──────── Passage for review ────────

FOR the good received through Christian Science I offer the following from my own experience.
About eight years ago, before knowing anything about Christian Science, I was most miserable in mind and body. I had no faith in medicine, hygiene being my only remedy, and I was considered a perfect crank on the subject. I had for years been trying to take good care of my body, but as time went on I found it difficult to live up to what I believed to be right, circumstances at times making it impossible. This caused me constant suffering from what I then thought "breaking a law of nature" and also the suffering of self-condemnation for so doing. Despondency was a constant companion. Thoughts of the misery and suffering of mankind were ever at hand, so I was never happy. My search for perfection was a continual disappointment, and finally I became disappointed in myself as well as others. Evil seemed the real, and Good a miracle not to be trusted in.
Once in a very dark hour something seemed to say that some day, in some unexpected way, I should be happy and well, living in the light, and that all darkness would flee like a shadow. This gave me great hope for a time, but the more rest and care I had, the worse seemed my condition. I could eat nothing without being distressed by it, and could not think of anything without fear and suffering being connected with it; everything in the universe seemed to suffer and cry for help, and where was the something to bring relief? Where was God? surely He did not create or send evil, but why did He allow it if He were almighty, leaving man in the most helpless condition. I feared insanity.

──────── Given data ────────

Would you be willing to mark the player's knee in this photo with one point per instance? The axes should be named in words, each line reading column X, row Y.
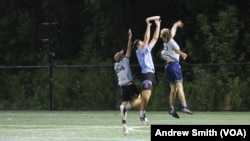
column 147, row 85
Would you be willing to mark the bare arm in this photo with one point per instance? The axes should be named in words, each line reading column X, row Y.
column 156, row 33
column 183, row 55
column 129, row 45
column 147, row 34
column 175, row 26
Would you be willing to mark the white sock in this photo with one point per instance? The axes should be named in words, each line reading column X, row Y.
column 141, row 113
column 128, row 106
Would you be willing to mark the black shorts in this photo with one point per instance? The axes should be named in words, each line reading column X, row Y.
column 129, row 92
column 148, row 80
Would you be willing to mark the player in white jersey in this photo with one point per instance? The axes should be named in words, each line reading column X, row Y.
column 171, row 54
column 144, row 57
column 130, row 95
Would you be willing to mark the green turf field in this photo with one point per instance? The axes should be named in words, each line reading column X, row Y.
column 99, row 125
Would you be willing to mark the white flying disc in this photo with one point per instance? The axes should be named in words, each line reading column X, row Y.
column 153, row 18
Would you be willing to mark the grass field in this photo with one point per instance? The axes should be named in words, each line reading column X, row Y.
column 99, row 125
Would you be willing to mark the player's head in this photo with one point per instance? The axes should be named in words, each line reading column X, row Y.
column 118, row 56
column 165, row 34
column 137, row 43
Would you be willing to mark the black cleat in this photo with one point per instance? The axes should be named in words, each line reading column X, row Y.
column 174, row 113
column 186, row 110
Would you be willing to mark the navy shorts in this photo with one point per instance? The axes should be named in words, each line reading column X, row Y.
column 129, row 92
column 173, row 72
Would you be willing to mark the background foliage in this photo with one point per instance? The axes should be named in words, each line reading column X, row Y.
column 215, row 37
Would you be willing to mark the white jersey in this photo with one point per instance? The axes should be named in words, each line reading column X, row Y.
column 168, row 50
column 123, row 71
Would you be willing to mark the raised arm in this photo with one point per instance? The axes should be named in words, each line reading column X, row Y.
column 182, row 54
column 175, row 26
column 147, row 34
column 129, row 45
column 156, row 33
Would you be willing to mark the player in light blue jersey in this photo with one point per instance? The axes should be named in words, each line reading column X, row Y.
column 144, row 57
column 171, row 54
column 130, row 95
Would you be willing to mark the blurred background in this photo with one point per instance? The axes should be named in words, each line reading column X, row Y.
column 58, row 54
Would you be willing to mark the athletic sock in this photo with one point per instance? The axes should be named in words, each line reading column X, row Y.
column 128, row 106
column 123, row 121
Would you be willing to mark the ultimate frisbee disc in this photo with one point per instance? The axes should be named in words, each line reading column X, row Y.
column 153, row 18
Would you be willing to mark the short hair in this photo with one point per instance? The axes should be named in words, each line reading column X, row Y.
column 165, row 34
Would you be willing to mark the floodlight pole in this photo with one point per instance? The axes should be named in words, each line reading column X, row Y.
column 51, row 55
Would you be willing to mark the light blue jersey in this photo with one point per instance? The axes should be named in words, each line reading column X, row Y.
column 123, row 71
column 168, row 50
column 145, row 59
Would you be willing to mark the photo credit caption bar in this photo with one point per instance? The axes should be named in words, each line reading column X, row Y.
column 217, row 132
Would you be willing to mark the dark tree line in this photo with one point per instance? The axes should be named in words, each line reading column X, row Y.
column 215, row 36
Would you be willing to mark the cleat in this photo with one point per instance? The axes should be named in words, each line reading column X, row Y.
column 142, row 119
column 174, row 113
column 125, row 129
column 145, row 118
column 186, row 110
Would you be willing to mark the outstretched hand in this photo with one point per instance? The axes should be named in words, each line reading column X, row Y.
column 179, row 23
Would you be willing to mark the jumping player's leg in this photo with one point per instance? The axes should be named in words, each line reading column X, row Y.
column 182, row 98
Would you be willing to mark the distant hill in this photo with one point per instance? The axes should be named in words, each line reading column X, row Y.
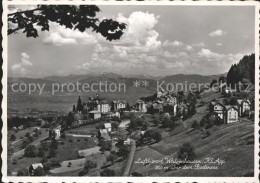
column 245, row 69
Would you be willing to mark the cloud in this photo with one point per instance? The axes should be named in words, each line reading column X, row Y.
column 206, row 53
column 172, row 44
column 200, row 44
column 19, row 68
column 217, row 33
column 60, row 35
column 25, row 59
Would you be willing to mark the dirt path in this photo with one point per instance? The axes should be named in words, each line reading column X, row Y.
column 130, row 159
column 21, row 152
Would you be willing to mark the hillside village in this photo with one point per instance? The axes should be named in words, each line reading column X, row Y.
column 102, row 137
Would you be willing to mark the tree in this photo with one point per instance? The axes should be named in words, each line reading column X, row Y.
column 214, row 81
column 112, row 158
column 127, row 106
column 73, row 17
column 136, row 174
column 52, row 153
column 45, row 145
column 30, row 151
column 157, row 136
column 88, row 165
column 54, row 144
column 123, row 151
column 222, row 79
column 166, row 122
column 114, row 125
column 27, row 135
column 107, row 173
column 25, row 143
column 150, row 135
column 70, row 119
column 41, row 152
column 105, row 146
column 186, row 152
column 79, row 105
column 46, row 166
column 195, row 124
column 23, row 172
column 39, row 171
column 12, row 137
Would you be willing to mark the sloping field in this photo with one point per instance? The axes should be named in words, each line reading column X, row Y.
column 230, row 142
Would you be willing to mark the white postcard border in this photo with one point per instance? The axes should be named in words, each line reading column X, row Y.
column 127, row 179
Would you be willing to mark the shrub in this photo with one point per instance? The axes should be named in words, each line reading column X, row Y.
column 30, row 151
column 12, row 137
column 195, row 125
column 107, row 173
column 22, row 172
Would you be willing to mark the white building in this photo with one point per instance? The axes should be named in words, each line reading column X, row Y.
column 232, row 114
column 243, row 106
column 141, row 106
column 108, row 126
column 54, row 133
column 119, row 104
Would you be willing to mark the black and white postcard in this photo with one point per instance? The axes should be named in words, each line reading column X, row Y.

────────

What the task asks:
Return the passage of the Christian Science testimony that starts at the words "Once in a very" and ends after the words "I feared insanity.", copied word for word.

Answer space:
Once in a very dark hour something seemed to say that some day, in some unexpected way, I should be happy and well, living in the light, and that all darkness would flee like a shadow. This gave me great hope for a time, but the more rest and care I had, the worse seemed my condition. I could eat nothing without being distressed by it, and could not think of anything without fear and suffering being connected with it; everything in the universe seemed to suffer and cry for help, and where was the something to bring relief? Where was God? surely He did not create or send evil, but why did He allow it if He were almighty, leaving man in the most helpless condition. I feared insanity.